Collected data entries:
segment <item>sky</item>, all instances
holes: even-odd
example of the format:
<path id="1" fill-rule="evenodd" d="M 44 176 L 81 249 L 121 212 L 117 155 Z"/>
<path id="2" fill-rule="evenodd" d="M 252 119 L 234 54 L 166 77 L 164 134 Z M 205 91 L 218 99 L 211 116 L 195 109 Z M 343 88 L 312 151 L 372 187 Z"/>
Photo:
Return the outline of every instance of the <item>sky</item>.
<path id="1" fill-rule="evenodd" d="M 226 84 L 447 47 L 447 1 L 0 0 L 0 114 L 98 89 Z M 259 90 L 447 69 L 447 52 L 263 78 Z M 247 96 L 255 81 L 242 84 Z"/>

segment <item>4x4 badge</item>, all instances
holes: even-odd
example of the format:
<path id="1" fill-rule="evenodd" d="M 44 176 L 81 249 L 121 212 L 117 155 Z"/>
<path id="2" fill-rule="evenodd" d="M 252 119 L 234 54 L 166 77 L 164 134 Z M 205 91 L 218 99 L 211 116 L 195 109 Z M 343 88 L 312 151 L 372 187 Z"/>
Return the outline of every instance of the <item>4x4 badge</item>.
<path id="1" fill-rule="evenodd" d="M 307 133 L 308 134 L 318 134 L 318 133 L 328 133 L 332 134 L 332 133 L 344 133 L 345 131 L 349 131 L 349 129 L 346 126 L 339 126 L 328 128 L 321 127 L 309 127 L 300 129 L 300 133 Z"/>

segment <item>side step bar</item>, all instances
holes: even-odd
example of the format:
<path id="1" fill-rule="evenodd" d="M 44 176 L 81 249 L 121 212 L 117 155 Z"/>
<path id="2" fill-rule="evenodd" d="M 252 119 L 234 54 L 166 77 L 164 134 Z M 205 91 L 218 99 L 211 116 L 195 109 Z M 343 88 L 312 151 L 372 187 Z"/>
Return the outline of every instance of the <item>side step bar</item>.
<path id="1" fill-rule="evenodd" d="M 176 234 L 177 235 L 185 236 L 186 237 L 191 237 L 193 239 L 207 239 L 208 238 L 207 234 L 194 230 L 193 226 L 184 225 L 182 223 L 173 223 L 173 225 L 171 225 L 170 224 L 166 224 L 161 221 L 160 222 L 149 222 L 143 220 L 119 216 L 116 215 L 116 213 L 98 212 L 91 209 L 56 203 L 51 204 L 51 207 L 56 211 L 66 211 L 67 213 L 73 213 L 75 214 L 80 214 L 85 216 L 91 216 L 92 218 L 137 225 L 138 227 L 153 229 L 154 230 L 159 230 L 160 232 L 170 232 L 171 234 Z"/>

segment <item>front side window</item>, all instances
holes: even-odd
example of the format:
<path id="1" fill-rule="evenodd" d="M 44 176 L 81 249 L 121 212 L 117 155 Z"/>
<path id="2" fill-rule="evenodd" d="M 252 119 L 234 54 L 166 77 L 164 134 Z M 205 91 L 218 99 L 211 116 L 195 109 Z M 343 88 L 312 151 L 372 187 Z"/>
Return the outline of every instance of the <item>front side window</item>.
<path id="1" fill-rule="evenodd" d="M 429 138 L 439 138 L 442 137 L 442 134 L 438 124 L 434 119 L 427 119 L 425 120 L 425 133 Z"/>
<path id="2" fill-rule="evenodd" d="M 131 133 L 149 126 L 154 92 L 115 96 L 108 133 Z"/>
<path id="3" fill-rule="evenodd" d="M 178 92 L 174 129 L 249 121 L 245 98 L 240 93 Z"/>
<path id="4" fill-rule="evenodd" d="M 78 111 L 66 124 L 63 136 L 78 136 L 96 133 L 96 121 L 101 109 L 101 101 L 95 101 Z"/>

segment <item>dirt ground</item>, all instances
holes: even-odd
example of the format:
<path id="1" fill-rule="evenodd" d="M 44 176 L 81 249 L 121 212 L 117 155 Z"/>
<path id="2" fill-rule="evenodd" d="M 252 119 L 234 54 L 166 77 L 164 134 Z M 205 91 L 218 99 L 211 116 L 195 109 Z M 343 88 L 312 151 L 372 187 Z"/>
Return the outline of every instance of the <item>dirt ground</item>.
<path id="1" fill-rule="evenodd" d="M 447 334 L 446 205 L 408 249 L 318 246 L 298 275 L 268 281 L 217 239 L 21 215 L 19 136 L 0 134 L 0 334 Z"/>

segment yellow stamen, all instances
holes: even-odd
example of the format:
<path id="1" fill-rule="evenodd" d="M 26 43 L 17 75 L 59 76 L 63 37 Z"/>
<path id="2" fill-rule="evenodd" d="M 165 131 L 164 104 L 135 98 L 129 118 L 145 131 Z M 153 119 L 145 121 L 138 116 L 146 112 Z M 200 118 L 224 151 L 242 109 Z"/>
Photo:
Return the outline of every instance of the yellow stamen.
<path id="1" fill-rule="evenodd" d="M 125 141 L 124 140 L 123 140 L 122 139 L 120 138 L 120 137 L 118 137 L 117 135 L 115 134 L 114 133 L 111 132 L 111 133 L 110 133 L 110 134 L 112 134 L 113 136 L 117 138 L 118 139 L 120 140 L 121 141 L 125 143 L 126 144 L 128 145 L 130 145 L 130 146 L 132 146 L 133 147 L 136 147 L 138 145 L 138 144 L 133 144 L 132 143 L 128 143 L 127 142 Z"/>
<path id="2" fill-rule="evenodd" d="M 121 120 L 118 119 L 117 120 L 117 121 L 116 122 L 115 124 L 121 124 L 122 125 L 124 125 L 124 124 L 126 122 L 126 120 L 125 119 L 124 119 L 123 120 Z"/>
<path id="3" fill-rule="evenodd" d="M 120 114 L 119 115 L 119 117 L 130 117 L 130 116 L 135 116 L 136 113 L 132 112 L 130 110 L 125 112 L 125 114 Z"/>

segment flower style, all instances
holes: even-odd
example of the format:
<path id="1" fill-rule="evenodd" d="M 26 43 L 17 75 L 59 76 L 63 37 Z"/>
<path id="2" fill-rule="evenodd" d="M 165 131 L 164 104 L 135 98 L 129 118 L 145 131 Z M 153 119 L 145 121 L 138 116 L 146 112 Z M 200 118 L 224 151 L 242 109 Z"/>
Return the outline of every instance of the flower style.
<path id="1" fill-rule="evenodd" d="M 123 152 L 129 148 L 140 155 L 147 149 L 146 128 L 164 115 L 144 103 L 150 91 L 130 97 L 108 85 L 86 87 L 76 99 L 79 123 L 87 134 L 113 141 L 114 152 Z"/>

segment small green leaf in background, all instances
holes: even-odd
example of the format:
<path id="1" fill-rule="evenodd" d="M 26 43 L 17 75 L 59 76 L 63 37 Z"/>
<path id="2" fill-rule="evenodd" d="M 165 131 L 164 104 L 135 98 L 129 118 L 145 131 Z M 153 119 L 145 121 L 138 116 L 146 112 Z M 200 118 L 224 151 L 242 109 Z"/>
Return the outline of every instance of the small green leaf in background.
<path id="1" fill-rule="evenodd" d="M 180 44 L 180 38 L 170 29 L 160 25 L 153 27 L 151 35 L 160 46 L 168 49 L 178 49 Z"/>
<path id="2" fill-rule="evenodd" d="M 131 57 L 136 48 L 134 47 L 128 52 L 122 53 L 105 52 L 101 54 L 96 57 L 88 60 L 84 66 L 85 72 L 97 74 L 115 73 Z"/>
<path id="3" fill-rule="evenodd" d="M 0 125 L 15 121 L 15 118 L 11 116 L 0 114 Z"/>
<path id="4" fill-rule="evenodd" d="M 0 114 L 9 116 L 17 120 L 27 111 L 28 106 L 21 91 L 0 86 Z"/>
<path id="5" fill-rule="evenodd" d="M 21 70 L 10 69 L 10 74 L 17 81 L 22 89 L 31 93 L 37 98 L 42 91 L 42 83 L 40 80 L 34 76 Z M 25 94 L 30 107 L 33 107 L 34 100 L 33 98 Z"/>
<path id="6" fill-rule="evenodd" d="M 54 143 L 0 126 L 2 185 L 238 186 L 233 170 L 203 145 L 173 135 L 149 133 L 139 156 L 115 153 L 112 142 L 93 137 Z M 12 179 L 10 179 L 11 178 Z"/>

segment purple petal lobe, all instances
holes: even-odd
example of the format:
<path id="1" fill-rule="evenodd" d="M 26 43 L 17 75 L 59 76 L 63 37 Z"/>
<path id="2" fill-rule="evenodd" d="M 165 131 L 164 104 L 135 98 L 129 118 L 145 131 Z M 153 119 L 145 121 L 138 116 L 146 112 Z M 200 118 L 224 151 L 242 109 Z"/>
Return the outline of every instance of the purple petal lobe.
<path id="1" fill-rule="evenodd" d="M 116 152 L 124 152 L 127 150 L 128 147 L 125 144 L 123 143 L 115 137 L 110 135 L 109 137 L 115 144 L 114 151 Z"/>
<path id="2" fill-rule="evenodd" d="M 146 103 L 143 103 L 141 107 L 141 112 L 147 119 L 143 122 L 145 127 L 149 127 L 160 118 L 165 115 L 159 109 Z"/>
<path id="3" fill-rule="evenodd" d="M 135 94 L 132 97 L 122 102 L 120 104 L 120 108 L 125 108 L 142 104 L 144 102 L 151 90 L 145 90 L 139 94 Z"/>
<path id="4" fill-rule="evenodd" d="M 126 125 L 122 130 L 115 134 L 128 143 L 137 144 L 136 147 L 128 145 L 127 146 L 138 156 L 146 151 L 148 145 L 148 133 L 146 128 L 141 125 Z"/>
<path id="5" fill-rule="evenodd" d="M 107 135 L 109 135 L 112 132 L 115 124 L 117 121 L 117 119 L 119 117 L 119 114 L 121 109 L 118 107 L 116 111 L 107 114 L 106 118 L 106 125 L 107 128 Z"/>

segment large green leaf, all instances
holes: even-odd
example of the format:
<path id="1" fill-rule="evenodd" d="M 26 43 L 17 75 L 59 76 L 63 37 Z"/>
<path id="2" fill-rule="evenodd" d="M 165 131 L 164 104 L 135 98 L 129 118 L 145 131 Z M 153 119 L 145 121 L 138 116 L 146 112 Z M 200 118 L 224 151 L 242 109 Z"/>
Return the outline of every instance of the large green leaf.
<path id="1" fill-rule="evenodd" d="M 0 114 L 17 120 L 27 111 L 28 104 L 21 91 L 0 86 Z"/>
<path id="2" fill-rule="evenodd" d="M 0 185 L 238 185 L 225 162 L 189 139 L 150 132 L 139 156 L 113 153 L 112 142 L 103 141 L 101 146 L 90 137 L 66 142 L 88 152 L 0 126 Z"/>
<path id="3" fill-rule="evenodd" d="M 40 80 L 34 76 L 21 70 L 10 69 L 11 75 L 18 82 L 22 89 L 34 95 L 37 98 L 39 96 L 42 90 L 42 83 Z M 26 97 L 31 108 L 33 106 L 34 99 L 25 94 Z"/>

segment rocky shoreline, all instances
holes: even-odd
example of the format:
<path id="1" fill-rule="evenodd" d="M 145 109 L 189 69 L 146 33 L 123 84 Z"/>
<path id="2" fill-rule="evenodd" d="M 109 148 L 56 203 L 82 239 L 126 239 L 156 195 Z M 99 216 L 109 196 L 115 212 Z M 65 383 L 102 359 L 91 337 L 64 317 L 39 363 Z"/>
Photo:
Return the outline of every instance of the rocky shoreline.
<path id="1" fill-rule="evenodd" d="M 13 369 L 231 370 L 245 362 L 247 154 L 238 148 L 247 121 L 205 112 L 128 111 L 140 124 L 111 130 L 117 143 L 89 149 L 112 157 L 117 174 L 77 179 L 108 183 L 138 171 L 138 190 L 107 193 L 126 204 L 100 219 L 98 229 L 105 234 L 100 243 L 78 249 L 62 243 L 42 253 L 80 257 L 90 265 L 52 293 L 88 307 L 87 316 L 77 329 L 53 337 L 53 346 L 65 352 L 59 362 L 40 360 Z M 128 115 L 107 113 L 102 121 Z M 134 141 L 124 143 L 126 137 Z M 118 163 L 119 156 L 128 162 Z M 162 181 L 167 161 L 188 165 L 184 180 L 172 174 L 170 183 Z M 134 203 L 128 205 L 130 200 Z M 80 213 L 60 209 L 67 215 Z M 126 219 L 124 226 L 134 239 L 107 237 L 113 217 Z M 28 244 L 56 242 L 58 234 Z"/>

*Stated task*:
Identify each line in the items above that contains the string "flower" and copy those lines in full. Case counts.

*Response*:
segment flower style, all instances
Return the outline of every instance of the flower style.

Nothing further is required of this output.